→ **TEXTE ÉTUDIÉ**
Pour la prise en charge des enfants en situation de troubles psychomoteurs, il n’y a pas de matériel adéquat, le peu existant étant surtout fabriqué au Centre. L’établissement ne dispose pas de salle d’archivage (physique et numérique), les salles de consultation ne sont pas insonorisées, causant un problème de confidentialité. Ainsi, les inspecteurs spécialisés et kinésithérapeutes partagent le même bureau. Les salles d’activités, exiguës et séparées par du contre-plaqué, sont inadaptées et la climatisation n’y fonctionne pas. De surcroît, les intempéries ont causé des problèmes d’étanchéité, les bâtiments abritant des salles d’activités sont menacés par de gros arbres.
Une thérapie de choc pour le Centre de guidance infantile
En dépit des efforts consentis par l’Etat, les besoins restent importants en raison de la spécificité voire de la spécialité des pathologies.

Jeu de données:

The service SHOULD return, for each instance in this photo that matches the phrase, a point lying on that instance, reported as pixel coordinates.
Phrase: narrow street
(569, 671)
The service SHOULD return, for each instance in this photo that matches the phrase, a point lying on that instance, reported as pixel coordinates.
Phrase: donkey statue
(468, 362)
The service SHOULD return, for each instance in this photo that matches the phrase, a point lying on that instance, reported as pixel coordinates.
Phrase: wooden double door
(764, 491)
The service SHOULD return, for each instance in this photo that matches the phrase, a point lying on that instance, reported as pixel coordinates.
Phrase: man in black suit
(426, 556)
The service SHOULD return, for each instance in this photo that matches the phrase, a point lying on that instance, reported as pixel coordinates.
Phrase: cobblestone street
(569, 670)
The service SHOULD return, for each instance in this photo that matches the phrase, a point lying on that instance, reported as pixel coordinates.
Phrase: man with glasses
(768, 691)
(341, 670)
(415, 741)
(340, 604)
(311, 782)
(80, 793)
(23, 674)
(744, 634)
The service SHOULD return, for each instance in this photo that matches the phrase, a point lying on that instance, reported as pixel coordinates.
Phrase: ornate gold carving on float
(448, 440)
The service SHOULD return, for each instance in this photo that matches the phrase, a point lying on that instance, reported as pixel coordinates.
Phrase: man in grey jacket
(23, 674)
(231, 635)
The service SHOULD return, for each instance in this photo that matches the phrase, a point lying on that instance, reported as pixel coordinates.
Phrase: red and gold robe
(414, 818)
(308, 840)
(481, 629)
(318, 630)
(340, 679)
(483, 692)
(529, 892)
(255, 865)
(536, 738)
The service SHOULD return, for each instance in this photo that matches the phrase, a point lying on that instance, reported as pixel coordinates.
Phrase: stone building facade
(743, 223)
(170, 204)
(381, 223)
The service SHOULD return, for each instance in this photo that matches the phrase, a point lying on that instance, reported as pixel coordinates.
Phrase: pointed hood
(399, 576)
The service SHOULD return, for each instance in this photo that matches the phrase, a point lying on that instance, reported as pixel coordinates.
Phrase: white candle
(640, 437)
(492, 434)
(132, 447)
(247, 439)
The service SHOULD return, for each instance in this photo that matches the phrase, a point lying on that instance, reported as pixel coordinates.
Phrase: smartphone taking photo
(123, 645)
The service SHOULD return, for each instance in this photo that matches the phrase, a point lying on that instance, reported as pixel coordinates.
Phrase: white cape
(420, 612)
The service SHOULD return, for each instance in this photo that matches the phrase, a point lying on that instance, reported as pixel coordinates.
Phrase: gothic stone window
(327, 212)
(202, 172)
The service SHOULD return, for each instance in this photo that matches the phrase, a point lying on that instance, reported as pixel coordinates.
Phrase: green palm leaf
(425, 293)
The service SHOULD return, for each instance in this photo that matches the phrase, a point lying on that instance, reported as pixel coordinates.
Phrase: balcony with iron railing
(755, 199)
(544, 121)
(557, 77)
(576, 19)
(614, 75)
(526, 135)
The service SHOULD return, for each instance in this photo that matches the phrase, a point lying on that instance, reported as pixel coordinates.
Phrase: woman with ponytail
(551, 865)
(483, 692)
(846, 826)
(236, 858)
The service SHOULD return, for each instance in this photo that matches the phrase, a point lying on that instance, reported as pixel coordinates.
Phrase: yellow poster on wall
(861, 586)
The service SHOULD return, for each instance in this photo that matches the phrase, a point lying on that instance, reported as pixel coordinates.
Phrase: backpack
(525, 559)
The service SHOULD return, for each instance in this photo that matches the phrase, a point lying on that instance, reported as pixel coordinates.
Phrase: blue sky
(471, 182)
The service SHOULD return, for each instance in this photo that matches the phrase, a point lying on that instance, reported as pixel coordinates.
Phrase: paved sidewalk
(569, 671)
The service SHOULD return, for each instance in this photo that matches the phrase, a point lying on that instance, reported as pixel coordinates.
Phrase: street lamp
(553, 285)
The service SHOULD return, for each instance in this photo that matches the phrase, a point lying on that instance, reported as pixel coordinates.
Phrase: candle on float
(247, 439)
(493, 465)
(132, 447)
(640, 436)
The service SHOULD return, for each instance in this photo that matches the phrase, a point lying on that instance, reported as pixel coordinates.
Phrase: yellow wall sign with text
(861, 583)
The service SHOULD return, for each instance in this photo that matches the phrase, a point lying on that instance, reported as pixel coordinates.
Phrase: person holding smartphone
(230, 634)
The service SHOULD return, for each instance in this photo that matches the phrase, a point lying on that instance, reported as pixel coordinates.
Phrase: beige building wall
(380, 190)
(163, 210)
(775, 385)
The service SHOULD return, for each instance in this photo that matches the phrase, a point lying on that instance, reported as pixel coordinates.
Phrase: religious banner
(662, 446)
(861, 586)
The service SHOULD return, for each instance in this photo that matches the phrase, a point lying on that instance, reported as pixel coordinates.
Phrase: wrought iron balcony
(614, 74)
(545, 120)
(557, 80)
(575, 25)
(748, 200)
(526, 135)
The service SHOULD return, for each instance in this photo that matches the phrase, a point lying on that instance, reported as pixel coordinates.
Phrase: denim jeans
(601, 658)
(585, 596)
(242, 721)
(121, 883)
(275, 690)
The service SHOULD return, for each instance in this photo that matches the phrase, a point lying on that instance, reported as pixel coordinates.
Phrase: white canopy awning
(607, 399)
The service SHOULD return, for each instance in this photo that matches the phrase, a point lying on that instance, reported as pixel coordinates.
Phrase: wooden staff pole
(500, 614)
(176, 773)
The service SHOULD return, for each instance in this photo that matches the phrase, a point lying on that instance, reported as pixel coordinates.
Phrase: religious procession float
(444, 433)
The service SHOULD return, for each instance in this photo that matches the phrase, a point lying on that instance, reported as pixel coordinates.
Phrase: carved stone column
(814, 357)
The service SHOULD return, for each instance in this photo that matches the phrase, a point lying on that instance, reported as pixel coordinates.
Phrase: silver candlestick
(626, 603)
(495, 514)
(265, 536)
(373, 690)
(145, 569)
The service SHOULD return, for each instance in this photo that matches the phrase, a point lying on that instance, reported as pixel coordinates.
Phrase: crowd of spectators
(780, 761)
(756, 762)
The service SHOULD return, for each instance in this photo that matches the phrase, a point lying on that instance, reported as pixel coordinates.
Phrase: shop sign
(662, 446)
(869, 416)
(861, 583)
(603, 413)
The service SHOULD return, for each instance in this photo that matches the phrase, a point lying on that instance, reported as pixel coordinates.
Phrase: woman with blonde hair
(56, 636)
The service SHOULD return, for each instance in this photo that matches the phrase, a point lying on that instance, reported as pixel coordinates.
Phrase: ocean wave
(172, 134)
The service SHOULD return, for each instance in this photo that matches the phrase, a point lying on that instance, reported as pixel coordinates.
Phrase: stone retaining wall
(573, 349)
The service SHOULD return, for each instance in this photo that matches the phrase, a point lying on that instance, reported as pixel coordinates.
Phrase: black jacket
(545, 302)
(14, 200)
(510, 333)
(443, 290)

→ **CONSIGNE**
Recopiez sans rien changer le passage du texte sur le Centre de guidance infantile qui va de "Pour la prise" jusqu'à "spécialité des pathologies.".

→ **RÉPONSE ATTENDUE**
Pour la prise en charge des enfants en situation de troubles psychomoteurs, il n’y a pas de matériel adéquat, le peu existant étant surtout fabriqué au Centre. L’établissement ne dispose pas de salle d’archivage (physique et numérique), les salles de consultation ne sont pas insonorisées, causant un problème de confidentialité. Ainsi, les inspecteurs spécialisés et kinésithérapeutes partagent le même bureau. Les salles d’activités, exiguës et séparées par du contre-plaqué, sont inadaptées et la climatisation n’y fonctionne pas. De surcroît, les intempéries ont causé des problèmes d’étanchéité, les bâtiments abritant des salles d’activités sont menacés par de gros arbres.
Une thérapie de choc pour le Centre de guidance infantile
En dépit des efforts consentis par l’Etat, les besoins restent importants en raison de la spécificité voire de la spécialité des pathologies.